■ Selected text ■
###
Who Should Control Ohio Counties' Drug Seizure Accounts?
When the Vinton County Fair was canceled because of the pandemic, County Prosecutor Trecia Kimes-Brown wrote $100 checks to every child who completed a 4-H project this year. She did so in the name of anti-drug education through her Law Enforcement Trust Fund (LETF) account.
The move stoked the ire of Vinton County Auditor Cindy Waugh, who did not like the fact that Kimes-Brown gave cash directly to people right before her reelection campaign. (Though Kimes-Brown eventually lost anyway.)
The death of Breonna Taylor this year renewed interest in police forfeiture raids, and Eye on Ohio asked every prosecutor about their LETF accounts, the fund that benefits from seized cash. Eye on Ohio found:
- A lot of money goes to anti-drug education. But the definition of “anti-drug education” varies enormously between counties.
- Some accounts are (legally) held outside of the county’s treasury. Unlike most accounts that are approved by the county auditor, these are only reported once a year, to the state auditor and county treasurer.
###
Transcribe the article above on Ohio counties' drug seizure accounts word for word, from its headline through the final point.
###
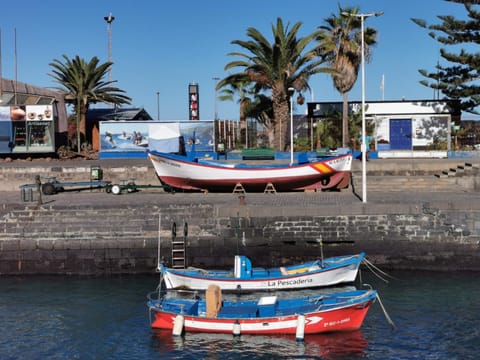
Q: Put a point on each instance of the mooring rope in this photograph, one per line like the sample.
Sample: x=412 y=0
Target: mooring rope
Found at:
x=385 y=312
x=375 y=270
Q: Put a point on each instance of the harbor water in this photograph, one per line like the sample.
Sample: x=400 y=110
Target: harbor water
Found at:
x=436 y=316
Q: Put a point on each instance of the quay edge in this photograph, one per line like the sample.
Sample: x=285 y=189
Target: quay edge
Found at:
x=95 y=233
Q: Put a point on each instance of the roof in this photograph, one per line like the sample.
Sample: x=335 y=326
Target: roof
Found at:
x=104 y=114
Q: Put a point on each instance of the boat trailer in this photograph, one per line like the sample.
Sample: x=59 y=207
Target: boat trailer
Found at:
x=52 y=186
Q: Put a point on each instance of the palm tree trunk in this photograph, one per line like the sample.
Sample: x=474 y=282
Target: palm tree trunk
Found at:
x=345 y=116
x=280 y=114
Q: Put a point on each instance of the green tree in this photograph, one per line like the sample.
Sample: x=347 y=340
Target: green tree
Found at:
x=233 y=86
x=82 y=84
x=459 y=78
x=340 y=45
x=274 y=67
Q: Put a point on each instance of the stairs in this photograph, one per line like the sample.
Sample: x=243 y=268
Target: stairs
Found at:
x=179 y=248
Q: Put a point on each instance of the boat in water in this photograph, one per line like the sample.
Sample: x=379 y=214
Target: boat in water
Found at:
x=331 y=312
x=244 y=277
x=182 y=172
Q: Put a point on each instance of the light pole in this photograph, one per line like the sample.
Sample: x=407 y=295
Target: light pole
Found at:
x=290 y=93
x=109 y=19
x=364 y=145
x=215 y=100
x=215 y=115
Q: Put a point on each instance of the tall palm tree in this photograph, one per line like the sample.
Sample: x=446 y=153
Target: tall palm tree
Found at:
x=82 y=84
x=238 y=85
x=276 y=66
x=340 y=45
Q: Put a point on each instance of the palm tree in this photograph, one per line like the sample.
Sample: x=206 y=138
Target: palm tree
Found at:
x=340 y=45
x=82 y=85
x=274 y=67
x=231 y=87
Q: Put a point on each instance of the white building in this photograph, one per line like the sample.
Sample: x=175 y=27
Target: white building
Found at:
x=402 y=128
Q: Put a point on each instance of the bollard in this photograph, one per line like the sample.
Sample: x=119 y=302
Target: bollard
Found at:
x=241 y=198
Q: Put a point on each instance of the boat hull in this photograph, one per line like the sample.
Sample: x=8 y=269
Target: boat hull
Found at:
x=342 y=318
x=335 y=272
x=181 y=173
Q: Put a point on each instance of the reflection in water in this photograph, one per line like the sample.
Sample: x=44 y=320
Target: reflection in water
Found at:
x=212 y=346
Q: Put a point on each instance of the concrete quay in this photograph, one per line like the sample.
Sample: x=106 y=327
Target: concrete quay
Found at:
x=93 y=232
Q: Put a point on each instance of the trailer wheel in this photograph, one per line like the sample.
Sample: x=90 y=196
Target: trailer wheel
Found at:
x=48 y=189
x=116 y=190
x=132 y=187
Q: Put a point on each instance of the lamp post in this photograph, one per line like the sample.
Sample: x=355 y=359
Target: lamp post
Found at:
###
■ Written answer ■
Who Should Control Ohio Counties' Drug Seizure Accounts?
When the Vinton County Fair was canceled because of the pandemic, County Prosecutor Trecia Kimes-Brown wrote $100 checks to every child who completed a 4-H project this year. She did so in the name of anti-drug education through her Law Enforcement Trust Fund (LETF) account.
The move stoked the ire of Vinton County Auditor Cindy Waugh, who did not like the fact that Kimes-Brown gave cash directly to people right before her reelection campaign. (Though Kimes-Brown eventually lost anyway.)
The death of Breonna Taylor this year renewed interest in police forfeiture raids, and Eye on Ohio asked every prosecutor about their LETF accounts, the fund that benefits from seized cash. Eye on Ohio found:
- A lot of money goes to anti-drug education. But the definition of “anti-drug education” varies enormously between counties.
- Some accounts are (legally) held outside of the county’s treasury. Unlike most accounts that are approved by the county auditor, these are only reported once a year, to the state auditor and county treasurer.